§ SUPPLIED PASSAGE:
○ ○ ○ ○

The Harris Family Monument

The stone effigy in the Pickwell Chapel is of Sir Mauger St Aubyn III, who fought the Welsh in 1283 and who died in 1294. According to local legend, he was of giant-like stature and of so great a strength that he threw a heavy stone into Georgeham over a great distance and two strong men of half his age could not lift it. His effigy shows him as 6 feet (1.83 metres) tall, cross-legged with two dogs at his feet, a sword, shield and supportive angels. His wife Isabel Pickwell (died after 1308) is also buried in the church but her monument has not survived, most probably having been moved during the Georgian or Victorian restorations.

The Newcourt Family monument (see left) is the oldest wall memorial in the church dating to 1645 and is dedicated to Tobie Newcourt. It show Tobie Newcourt his son William and his four sons: John, William, Tobie and another John. The two female heads represent the wives of Tobie and his son.

The Harris Family monument dates to 1776 and was erected by Honour Harris in the Pickwell Chapel to her parents Dorothy and John Harris (MP for Barnstaple) and their three children who had died in infancy. On Honour Harris's death a cameo carving of her was placed on the monument. The memorial to the Chichester Family is on the wall to the right of the altar and is to William Chichester, who was Rector at St George's church from 1750 to 1770, and his wife, Mary. The memorial also mentions his daughter Ann Chichester (1751-1780).

The large bible in the Pickwell Chapel is a memento to Archibald Cleveland who took part in the Charge of the Light Brigade in October 1854 but who was subsequently killed during the Battle of Inkerman in November 1854. On the north wall of the nave is a memorial to Croyde resident Henry Tinker who drowned in 1916 while trying to save a lady who had gotten into difficulties off Croyde Beach. The plaque shows the Royal Humane Society Medal which was awarded to him posthumously. The copper insignia can rotate on its centre to show both faces of the disc.

==The Parish Map==

On the south wall of the nave is a tapestry map of Georgeham Parish which was unveiled in 1995. The stitching took more than 3,000 hours to complete and was achieved with the co-operation of about 85 Georgeham and Croyde artists and embroiderers, with 70 children from Georgeham Primary School also contributing. The project was initiated by the Women's Institute and commemorated the 75th anniversary of the founding of the WI in the Devon area and was displayed at The Barbican in London in 1996.

○ ○ ○ ○

§ WHAT THE EXERCISE ASKS: Carry on the passage about the monuments and furnishings of St George's church, Georgeham, starting after its final sentence.

Dataset entries:
○ ○ ○ ○

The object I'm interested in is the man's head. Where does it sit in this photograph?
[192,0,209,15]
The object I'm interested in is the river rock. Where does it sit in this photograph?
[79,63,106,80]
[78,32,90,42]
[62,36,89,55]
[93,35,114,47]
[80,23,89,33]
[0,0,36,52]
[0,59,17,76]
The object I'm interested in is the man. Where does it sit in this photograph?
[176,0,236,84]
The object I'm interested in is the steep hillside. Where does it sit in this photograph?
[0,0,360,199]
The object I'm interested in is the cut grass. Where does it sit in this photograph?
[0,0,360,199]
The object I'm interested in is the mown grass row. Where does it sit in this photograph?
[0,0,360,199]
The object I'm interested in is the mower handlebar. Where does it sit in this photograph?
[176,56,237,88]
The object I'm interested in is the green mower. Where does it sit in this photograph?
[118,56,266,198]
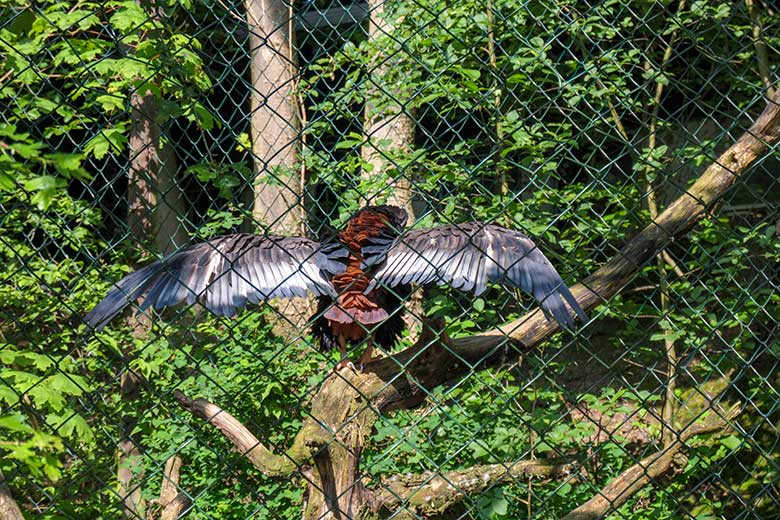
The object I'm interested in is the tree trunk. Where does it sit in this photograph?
[122,0,187,519]
[177,86,780,520]
[246,0,314,328]
[361,0,423,341]
[361,0,415,219]
[127,92,187,254]
[246,0,305,235]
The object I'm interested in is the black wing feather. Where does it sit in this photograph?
[366,222,588,328]
[84,234,347,330]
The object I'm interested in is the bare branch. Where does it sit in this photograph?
[160,456,181,505]
[147,455,192,520]
[173,390,313,476]
[372,460,575,515]
[563,404,740,520]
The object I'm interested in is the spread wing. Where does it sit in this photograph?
[367,222,588,327]
[84,234,348,330]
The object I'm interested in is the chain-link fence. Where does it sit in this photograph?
[0,0,780,520]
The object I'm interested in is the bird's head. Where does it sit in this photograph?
[358,205,409,231]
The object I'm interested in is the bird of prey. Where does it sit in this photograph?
[84,206,588,367]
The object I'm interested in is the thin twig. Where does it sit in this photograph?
[745,0,772,96]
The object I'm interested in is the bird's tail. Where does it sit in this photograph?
[324,291,389,325]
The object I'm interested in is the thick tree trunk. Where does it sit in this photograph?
[361,0,423,341]
[246,0,314,324]
[179,90,780,520]
[246,0,305,235]
[361,0,415,219]
[127,92,187,254]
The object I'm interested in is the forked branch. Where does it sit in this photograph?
[173,390,316,477]
[562,404,740,520]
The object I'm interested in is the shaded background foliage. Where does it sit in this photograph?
[0,0,780,519]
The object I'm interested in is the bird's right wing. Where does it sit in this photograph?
[84,234,348,330]
[366,222,588,327]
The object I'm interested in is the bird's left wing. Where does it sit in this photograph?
[367,222,588,327]
[84,233,348,330]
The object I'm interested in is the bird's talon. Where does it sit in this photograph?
[336,359,355,372]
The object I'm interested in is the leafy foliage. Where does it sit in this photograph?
[0,0,780,519]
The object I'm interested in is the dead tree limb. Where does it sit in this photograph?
[147,455,192,520]
[562,404,740,520]
[173,390,312,477]
[177,92,780,520]
[372,460,576,515]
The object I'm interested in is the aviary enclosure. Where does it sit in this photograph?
[0,0,780,520]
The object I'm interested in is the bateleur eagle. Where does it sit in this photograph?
[84,206,588,364]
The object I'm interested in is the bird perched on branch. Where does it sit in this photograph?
[85,206,588,366]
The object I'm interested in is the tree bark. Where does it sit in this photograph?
[246,0,305,235]
[361,0,422,341]
[361,0,415,217]
[177,88,780,520]
[245,0,314,324]
[127,92,187,254]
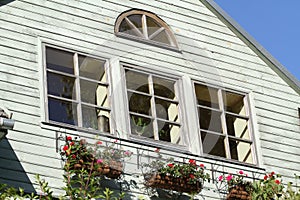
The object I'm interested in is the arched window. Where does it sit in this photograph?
[115,10,177,48]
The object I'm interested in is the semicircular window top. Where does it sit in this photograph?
[115,10,178,49]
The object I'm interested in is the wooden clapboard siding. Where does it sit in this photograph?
[0,0,300,199]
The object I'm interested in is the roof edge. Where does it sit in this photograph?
[200,0,300,94]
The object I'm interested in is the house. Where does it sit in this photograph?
[0,0,300,199]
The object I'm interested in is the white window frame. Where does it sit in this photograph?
[191,80,261,166]
[39,43,114,135]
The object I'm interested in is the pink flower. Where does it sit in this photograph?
[226,175,233,181]
[218,175,223,181]
[97,159,103,164]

○ ○ ○ ○

§ ANSWER SECTION:
==Other features==

The Sanctuary

View up the nave

The stained glass is mainly 19th and 20th-century with the exception of the north quatrefoil window which is 14th-century and which was discovered hidden during the Victorian restoration. It was repositioned in the chancel and glazed with a picture of an angel holding a scroll on which is written "Sanctus Sanctus Sanctus".

The organ was installed in 1881 in memory of Frances (died 1880), daughter of the Reverend William Spurway and widow of the Reverend Francis Hole, who was Rector from 1831 to his death in 1866. The organ was restored in 1999 at a cost of £10,000 when the hand pump was converted to an electric one.

The tower has a peal of eight bells: five were cast in 1748, one in 1765 and the last two in 1926. The church clock was installed in 1921 in memory of those parishioners who died on active service during World War I and was paid for by residents of the village. In 2014 as part of the WWI centenary commemoration the dial and hands were regilded and an electric winding mechanism was installed.

The murals on either side of the altar represent Saints Francis and George, the Archangel and the Virgin Mary and are the work of artist Margaret Kemp-Welch, who lived in the village during the 1920s and 1930s.

==Notable burials==
Buried in the churchyard are:
- Henry Williamson (1895–1977), author of Tarka the Otter.